**Raw data:**
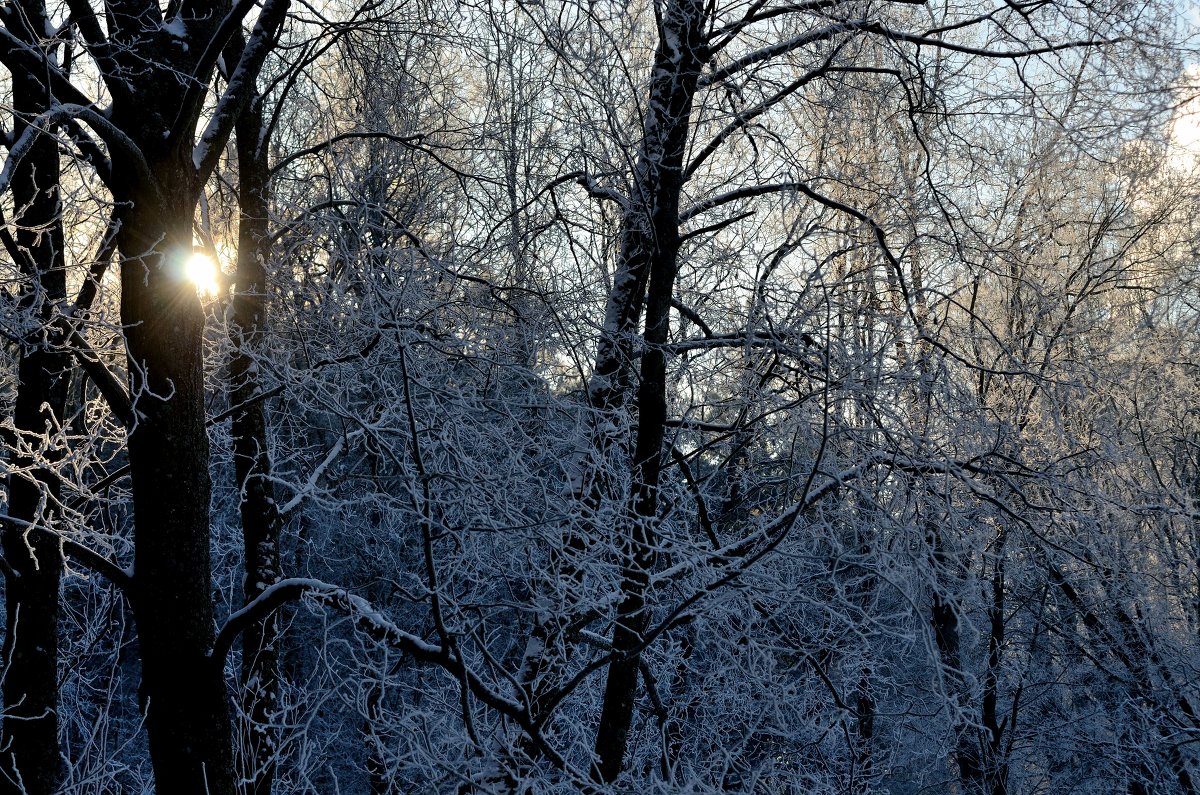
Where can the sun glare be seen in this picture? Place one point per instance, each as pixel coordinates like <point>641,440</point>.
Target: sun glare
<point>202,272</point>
* * *
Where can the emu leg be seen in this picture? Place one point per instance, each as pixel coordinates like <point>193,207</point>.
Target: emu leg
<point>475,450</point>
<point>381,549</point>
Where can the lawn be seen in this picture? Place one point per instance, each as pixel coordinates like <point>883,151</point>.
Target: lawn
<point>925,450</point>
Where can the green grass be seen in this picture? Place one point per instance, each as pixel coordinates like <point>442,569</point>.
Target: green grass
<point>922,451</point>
---
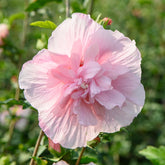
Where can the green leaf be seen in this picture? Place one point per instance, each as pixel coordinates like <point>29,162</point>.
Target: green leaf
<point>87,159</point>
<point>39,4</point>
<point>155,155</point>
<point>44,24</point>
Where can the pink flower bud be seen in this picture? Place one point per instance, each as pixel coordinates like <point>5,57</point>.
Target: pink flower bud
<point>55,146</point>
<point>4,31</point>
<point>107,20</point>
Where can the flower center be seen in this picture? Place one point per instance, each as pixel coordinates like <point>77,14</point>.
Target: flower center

**The problem:**
Reproduce the material from the line containing "Where can the green grass" through the line containing "<point>922,451</point>", with "green grass" renamed to "meadow grass" and nothing else changed.

**Task solution:**
Where can the meadow grass be seen in this picture? Place one point per instance, each as pixel coordinates like <point>442,569</point>.
Target: meadow grass
<point>922,451</point>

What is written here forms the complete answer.